A superball or power ball is a bouncy ball composed of a type of synthetic rubber (originally a hard elastomer polybutadiene alloy named Zectron) invented in 1964, which has a higher coefficient of restitution (0.92) than older balls such as the Spaldeen so that when dropped from a moderate height onto a level hard surface, it will bounce nearly all the way back up. They were first sold by the Wham-O toy company under the name Super Ball, which remains their trademark. Superballs are often smaller than a Spaldeen.

────────

** What this exercise asks **
• 1. According to the superball text, what company first sold superballs?
• 2. Carry on the superball text from its final sentence.

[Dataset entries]
────────

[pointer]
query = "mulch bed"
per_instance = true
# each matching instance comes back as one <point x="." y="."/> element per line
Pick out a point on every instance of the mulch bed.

────────

** Answers for the tasks **
• 1. The Wham-O toy company, under the name Super Ball.

• 2.
==Other bouncy balls==
Skyball is a brand of hollow medium-sized bouncy ball filled with a mix of helium and compressed air, claimed by the manufacturer to have particularly good bounce characteristics. Nerf balls, introduced in 1970, are also small balls that bounce, but they have a lower coefficient of restitution than a typical bouncy ball. Balls similar in size and composition to Spaldeens, but featuring a plethora of designs (such as a baseball pattern, miniature basketball and soccer ball patterns, and so forth) are offered by many companies. Due to their low cost per unit, bouncy balls with logos or other designs are sometimes used as promotional merchandise. Bouncy balls may, by means of fluorescence, chemiluminescence, or motion-activated LEDs, emit light; such balls are called glow balls. Balls composed of many rubber bands, or bouncy balls made of borax, glue, and cornstarch, are sometimes homemade. Bouncy balls are often used in juggling.